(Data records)

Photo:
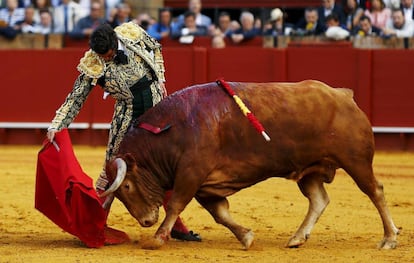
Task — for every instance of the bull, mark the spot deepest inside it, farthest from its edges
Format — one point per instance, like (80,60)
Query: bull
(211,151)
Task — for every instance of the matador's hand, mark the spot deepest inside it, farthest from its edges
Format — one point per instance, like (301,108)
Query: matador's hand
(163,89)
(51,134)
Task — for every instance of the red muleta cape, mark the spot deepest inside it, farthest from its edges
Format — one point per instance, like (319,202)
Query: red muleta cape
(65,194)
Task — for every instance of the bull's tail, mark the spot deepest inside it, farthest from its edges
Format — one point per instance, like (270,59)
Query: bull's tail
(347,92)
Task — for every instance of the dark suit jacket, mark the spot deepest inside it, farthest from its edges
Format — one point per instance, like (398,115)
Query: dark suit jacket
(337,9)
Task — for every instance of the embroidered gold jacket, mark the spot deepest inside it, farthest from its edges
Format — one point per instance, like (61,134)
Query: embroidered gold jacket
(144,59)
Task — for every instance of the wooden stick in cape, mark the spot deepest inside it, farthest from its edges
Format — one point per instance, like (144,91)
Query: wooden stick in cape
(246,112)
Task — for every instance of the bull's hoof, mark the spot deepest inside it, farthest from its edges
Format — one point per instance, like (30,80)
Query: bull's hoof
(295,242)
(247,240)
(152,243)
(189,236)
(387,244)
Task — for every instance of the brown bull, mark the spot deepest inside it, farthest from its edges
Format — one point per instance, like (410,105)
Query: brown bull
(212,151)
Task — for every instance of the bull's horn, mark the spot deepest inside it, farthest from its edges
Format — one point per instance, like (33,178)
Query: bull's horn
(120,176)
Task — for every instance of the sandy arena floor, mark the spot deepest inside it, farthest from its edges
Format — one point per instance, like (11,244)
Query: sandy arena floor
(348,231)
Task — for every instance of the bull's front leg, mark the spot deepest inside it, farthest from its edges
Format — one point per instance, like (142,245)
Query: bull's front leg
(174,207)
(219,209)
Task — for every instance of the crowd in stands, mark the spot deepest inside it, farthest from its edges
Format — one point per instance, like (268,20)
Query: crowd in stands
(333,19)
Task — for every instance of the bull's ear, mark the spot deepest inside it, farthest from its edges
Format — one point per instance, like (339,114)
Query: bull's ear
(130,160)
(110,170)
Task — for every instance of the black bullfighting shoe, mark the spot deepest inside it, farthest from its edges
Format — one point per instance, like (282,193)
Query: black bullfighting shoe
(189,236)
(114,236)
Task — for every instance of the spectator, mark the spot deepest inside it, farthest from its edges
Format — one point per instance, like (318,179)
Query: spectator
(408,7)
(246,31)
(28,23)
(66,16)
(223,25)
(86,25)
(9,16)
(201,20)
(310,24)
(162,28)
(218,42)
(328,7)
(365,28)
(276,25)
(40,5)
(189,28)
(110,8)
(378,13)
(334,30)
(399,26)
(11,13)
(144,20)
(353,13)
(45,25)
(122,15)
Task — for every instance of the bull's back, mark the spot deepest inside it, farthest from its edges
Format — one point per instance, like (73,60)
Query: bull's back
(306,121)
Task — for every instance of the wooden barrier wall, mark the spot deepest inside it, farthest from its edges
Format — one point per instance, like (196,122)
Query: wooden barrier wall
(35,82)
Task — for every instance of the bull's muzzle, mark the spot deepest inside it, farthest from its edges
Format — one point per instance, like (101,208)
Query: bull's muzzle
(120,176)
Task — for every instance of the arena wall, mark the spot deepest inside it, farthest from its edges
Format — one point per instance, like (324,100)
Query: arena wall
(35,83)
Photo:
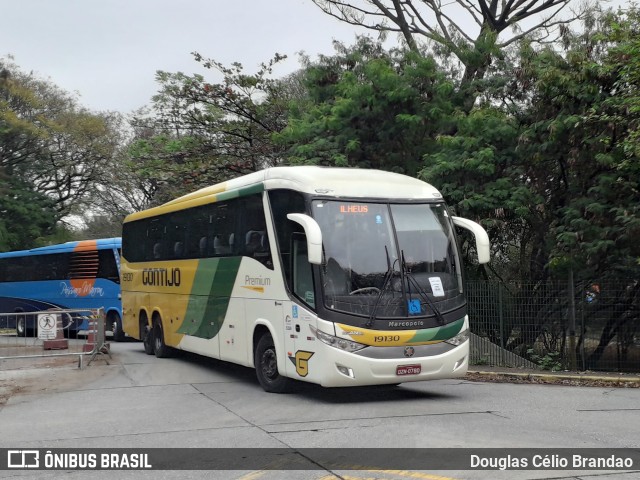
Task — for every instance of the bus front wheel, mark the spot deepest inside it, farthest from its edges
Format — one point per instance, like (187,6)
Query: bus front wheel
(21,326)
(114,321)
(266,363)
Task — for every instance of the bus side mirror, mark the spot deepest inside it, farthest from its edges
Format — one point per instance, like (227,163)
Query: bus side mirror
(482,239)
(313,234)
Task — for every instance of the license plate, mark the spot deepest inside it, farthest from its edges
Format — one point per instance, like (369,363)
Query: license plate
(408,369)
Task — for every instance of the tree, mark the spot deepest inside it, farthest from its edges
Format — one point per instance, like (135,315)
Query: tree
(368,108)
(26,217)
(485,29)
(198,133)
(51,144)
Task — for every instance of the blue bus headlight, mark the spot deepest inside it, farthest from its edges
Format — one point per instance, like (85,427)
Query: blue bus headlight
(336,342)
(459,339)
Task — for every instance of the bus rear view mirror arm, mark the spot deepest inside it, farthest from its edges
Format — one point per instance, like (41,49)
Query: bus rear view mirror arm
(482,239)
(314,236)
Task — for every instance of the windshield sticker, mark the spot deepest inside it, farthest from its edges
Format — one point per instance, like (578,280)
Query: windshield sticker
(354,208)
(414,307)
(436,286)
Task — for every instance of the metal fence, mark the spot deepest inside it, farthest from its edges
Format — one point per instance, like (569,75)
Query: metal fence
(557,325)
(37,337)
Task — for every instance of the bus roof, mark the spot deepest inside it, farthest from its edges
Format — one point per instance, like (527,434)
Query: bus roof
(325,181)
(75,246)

- Objective -
Print every entry above again without changing a word, and omit the pictures.

- Finished task -
Photo:
Task — for every instance of the bull, mark the spot deepest inside it, farthest from its edges
Format — one point per instance, like (80,60)
Query: bull
(211,151)
Task — for every instance of the matador's hand, mark the spot deepest inside it, farthest from its edges
Format — one point per instance, like (301,108)
Query: matador's hand
(163,89)
(51,134)
Task — for every instance of the red muleta cape, mark the spot deepest inside it, farthest from its edges
Format — one point per instance, like (319,202)
Query: red muleta cape
(65,194)
Task — for every instance of the bull's tail, mark the spot deepest inside it, farthest from its edges
Format — one point per instance, like (270,59)
Query: bull's tail
(347,92)
Task — for every instance of the dark suit jacket, mark the spot deepest inside it, farthest from its edges
Format — one point per instance, like (398,115)
Query: dark suit jacket
(337,9)
Task — for every instance of the embroidered gold jacket, mark the spot deepest inside it, farthest from its edges
Format — one point per instance, like (61,134)
Query: embroidered gold jacket
(144,59)
Task — for every instance of the wooden stick in cape, mark the spot deepest inside it, farthest from its edges
Format — one point per instance, like (144,91)
Query: wooden stick in cape
(246,112)
Task — for every instance of the bull's hoof, mark the spot deepest inside it, farthest from its edges
Format — one point per instance, like (30,80)
Query: bull's hoof
(295,242)
(247,240)
(152,243)
(189,236)
(387,244)
Task — for every instance of the brown bull, mark the spot deepest inside it, farthest from its edges
Format — one point per instance, like (410,105)
Query: brown bull
(212,151)
Task — for every instance of the bull's horn, mark the spot deepest inside it, farthest from its edges
Format — one point per instance, like (33,178)
Query: bull's horn
(120,176)
Task — for every instance of the sandy arena floor, mark the spot deepest inside it, farthest from its edges
Format — one point per instance, like (11,244)
Query: sandy arena floor
(348,231)
Task — for every instance of the bull's front leg, mark the spot deepest inside it, farthest from its edges
Format — one point per instance, like (142,245)
Query: bull's front leg
(174,207)
(219,209)
Task — for every instance of the crowd in stands, mark the spot deepest inside it, farthest from its edges
Format — one point per instance, like (268,20)
Query: crowd in stands
(333,19)
Task — for every instance of the bull's ear, mark the spot deepest inside it, farthest from its edges
Format — one point per instance, like (339,114)
Query: bull's ear
(130,160)
(110,170)
Task — for every instance of the black bullfighting shoe, mark the spot deepest inside it, farthest from its edges
Format — one point per instance, like (282,193)
Query: black bullfighting shoe
(189,236)
(114,236)
Task — for every instance of the spectator, mark the spot deepest inside it, farthest from its edges
Format — one point per instance, like (318,179)
Query: spectator
(408,7)
(246,31)
(28,23)
(66,16)
(223,25)
(86,25)
(9,16)
(201,20)
(310,24)
(162,28)
(218,42)
(328,7)
(365,28)
(276,25)
(40,5)
(189,28)
(110,8)
(378,13)
(334,30)
(399,26)
(11,13)
(144,20)
(353,13)
(45,25)
(122,15)
Task — for every instance of the bull's back, mark the spot deepest inside it, farthest from its edges
Format — one point per instance, like (73,60)
Query: bull's back
(306,121)
Task — for every instance of the wooden barrier wall, mark the spot deepest inside it, farthest from its edges
Format — one point per instance, like (196,122)
Query: wooden barrier wall
(35,82)
Task — for every instance of the bull's muzzle, mark the spot deepest inside it, farthest from its edges
Format — one point per instance, like (101,208)
Query: bull's muzzle
(120,176)
Task — for every instance of the arena wall, mark the spot deepest inside it, farthest from its edges
Format — one point per instance, like (324,100)
Query: arena wall
(35,83)
Photo:
Task — for every instance of the bus front wheel, mark the spot deepest inside it, farthest from its edges
Format — one point per instance, like (187,6)
Query: bus front wheel
(21,326)
(114,321)
(266,363)
Task — for every instance of the bus side mirror, mark the spot deepest inside it, farthest from its edges
Format — one point per instance, like (227,163)
Query: bus side mirror
(482,239)
(313,234)
Task — for every instance of the license plate, mark the spot deepest inside it, farthest from its edges
Format — one point per instance, like (369,363)
Query: license plate
(408,369)
Task — for every instance of the tree, mark the spot deepest inside it, farthest from its edges
Format — one point per instance, like (135,315)
Query: tree
(368,108)
(26,217)
(485,29)
(198,133)
(51,144)
Task — for every instance of the blue bus headlight, mark the spot deepest inside it, farthest from its edges
Format — one point per instance, like (85,427)
Query: blue bus headlight
(336,342)
(459,339)
Task — for every instance of the bus rear view mirror arm, mark the spot deepest inside it, farthest from its edges
Format — one point per instance, like (41,49)
Query: bus rear view mirror arm
(482,239)
(314,236)
Task — for every instance of the windshield sticker, mark the spot deepest inside it, farthest from its edges
Format — one point per instance, like (578,280)
Query: windshield sticker
(354,208)
(414,307)
(436,286)
Task — for every instance of the metal fence, mark the spot deepest inside it, farthest from its edges
Format — one point per instance, like (569,75)
Query: metal fence
(557,325)
(37,337)
Task — for every instance of the bus roof, mark the spot deepest inside it, farthest from its edges
Format — one point per instance, like (527,434)
Query: bus roof
(325,181)
(75,246)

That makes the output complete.